* Work instruction 1 *
In the mural article, what business does Juan Navarro own and operate?
* Work instruction 2 *
Repeat the mural article word for word, everything from "He recently visited" down to "helped to procure.".

* Document passage *
------------------------------------------------

A not-for-profit health insurer based in Rancho Cucamonga has partnered with a renowned muralist to collaborate on several murals that will celebrate the beauty of the Inland Empire.
Inland Empire Health Plan, one of the nation’s largest not-for-profit health insurers that provides Medicare and Medicaid plans, has hired Juan Navarro, a Mexican-American artist, to design and paint several murals that highlight the “tapestry that makes the Inland Empire special.”
Navarro is the artist-in-residence at Riverside Art Museum and has previously partnered with local groups to “create informed, collaborative, and relevant public art for specific neighborhoods and initiatives.” He has more than 15 public works on display in communities across the area, and is the owner and operator of the Eastside Arthouse.
He recently visited the White House as a National Medal recipient with the Riverside Art Museum for Library and Museum service. His work at the Riverside Art Museum includes spearheading its artist-in-residence program, which is described as a “community-revitalization initiative.” The program has received thousands of dollars’ worth of grant funding, which he personally helped to procure.

------------------------------------------------

* Information *
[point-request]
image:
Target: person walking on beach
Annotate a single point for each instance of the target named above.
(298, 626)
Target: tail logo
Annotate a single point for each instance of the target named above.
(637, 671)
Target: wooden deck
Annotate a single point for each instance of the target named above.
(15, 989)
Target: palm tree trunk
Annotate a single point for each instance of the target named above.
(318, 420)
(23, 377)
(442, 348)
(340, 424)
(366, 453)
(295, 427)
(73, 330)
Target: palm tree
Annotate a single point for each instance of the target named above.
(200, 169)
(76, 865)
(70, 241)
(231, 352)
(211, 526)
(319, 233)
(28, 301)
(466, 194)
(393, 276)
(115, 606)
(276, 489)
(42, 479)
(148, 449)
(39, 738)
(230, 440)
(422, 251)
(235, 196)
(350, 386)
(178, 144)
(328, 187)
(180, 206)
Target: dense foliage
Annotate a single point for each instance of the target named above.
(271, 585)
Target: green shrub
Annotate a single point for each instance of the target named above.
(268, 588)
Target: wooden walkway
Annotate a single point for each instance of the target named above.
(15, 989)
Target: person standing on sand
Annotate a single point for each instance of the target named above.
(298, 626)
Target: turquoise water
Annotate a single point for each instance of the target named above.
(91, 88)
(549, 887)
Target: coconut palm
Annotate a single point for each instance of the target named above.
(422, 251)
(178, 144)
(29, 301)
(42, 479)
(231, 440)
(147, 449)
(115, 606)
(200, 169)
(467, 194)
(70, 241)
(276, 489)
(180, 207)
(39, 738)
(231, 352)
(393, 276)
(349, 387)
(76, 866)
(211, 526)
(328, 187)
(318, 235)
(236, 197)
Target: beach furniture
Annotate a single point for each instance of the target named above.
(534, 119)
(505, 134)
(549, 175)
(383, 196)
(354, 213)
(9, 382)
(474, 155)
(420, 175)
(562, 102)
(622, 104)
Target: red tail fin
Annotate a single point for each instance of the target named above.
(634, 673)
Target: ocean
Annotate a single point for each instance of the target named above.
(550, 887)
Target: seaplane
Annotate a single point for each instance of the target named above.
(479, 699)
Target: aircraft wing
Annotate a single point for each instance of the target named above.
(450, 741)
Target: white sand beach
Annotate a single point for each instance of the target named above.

------------------------------------------------

* Response box 1 *
The Eastside Arthouse.

* Response box 2 *
He recently visited the White House as a National Medal recipient with the Riverside Art Museum for Library and Museum service. His work at the Riverside Art Museum includes spearheading its artist-in-residence program, which is described as a “community-revitalization initiative.” The program has received thousands of dollars’ worth of grant funding, which he personally helped to procure.